What needs to be done -
Please print each of the following items again word for word, leaving out the pictures.

[Items listed in a dataset]
▬▬▬

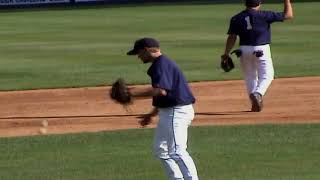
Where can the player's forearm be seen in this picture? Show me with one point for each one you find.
(288, 11)
(147, 92)
(231, 40)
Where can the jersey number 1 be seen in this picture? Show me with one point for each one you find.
(249, 26)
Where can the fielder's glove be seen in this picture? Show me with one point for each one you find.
(120, 92)
(226, 63)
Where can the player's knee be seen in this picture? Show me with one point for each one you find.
(178, 154)
(160, 153)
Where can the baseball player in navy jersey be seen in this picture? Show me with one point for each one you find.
(173, 102)
(252, 25)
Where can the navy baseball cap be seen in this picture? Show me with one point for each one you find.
(143, 43)
(253, 3)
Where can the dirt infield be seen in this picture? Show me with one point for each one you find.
(289, 100)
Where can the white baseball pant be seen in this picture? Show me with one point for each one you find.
(258, 71)
(170, 142)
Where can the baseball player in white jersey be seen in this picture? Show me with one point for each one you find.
(172, 100)
(252, 25)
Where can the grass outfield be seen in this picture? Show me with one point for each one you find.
(86, 47)
(261, 152)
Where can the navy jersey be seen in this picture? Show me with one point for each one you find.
(253, 27)
(165, 74)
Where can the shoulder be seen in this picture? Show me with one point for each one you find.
(238, 16)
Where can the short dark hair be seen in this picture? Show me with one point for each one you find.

▬▬▬

Result of the task -
Where can the player's forearm be seen in this picture? Show me with one point for each one you find.
(288, 11)
(147, 92)
(231, 40)
Where can the jersey number 1 be seen in this picture? Show me with one point for each one you find.
(249, 26)
Where can the fielder's glove be seen in this picture? Show me with one point for each one you find.
(120, 92)
(226, 63)
Where can the player's knee be seen in this picture? Show me with one point for each one you find.
(178, 154)
(160, 153)
Where can the baseball player in navy jersey be seen in this picture? Show me with one point for each one you find.
(173, 102)
(252, 25)
Where can the navy baseball cap be seen in this picture? Show me with one point for each one you find.
(143, 43)
(253, 3)
Where can the dirt infield be seen in this picture? Show me with one point for each one you find.
(289, 100)
Where can the white baseball pant be seen in this picture? Show me with one point for each one you find.
(258, 71)
(170, 142)
Where can the baseball player in white jersey be seen in this picture? Show me with one point for each one you find.
(172, 100)
(252, 25)
Where can the grass outfield be seen in this picture? Show me with one point for each one you find.
(86, 47)
(261, 152)
Where can the navy jersey be seen in this picture? Show me with one point for each one you find.
(253, 27)
(165, 74)
Where can the shoulder be seen in this picture? Show me with one point for each one you find.
(238, 16)
Where can the short dark hair be seen in this picture? Show me with one point for each one you find.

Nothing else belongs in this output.